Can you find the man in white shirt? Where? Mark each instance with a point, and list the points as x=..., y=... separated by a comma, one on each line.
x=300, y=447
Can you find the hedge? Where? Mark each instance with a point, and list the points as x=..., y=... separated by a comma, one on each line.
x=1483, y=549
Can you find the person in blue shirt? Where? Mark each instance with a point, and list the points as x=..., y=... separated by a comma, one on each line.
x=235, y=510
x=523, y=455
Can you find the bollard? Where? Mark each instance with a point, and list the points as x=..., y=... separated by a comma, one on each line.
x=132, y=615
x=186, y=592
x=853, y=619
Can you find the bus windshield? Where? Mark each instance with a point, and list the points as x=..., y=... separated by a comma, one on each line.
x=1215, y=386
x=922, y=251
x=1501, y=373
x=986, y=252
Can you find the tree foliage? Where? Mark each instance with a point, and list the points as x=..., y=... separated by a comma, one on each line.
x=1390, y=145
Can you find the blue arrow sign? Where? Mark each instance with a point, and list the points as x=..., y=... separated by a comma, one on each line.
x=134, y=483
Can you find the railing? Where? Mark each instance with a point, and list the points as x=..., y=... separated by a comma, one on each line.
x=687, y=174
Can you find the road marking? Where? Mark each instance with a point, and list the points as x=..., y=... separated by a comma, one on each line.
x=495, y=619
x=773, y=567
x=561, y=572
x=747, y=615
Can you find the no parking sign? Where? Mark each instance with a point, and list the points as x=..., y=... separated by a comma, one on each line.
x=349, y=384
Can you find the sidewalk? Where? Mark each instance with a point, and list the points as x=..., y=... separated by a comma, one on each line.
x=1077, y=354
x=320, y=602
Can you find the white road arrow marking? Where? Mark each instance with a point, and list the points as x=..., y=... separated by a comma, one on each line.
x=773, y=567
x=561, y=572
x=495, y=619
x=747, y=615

--------------------------------

Problem =>
Please rewrite the records above, replacing "each instance" with "every instance" and leaving everything else unchanged.

Solution =>
Can you find the man in white shirt? Where? Mark every instance with a point, and list the points as x=..., y=... separated by a comma, one on each line.
x=300, y=447
Can you find the hedge? Where? Mark every instance with a point, and list the points as x=..., y=... separated by a comma, one on each line.
x=1483, y=549
Can you find the person in blue shirt? Where? Mark every instance with a point, and list the points as x=..., y=... separated by a comma, one on each line.
x=235, y=510
x=523, y=455
Can you find the bollard? Where? Mark every instance with a point, and list the points as x=..., y=... separated by a comma, one on each line.
x=132, y=615
x=186, y=592
x=853, y=619
Can you find the bus windshield? Where? Mark every instance with a point, and list the points as x=..., y=... separated by a comma, one on each line.
x=1215, y=386
x=922, y=251
x=1501, y=373
x=986, y=252
Can you find the tree foliage? Where? Mark every instance with a point, and list the points as x=..., y=... separated by a comma, one on each line.
x=1390, y=145
Can you find the blue arrow sign? Where? Mark every instance with a point, and list the points as x=..., y=... separated by a comma, one on each line.
x=134, y=483
Can you find the railing? Where? Mark every instance with a point, and list the points as x=..., y=... separated by a comma, one on each line.
x=687, y=174
Can you find the road marking? Where? Mark every instance with a point, and list the points as x=..., y=... separated by a comma, one on each line.
x=495, y=619
x=773, y=567
x=561, y=572
x=747, y=615
Can you find the no parking sign? Where? Mark every instance with a point, and list the points as x=..., y=... separated by a comma, one on each line.
x=349, y=384
Can you find the sidewalk? Where? Mark every instance with a point, and list the points as x=..., y=... separated by a comma, one on each line.
x=1077, y=354
x=320, y=602
Can you find the white road arrow marking? Where? Mark every instance with a point, and list the points as x=..., y=... separated by a comma, one on each line.
x=773, y=567
x=561, y=572
x=495, y=619
x=747, y=615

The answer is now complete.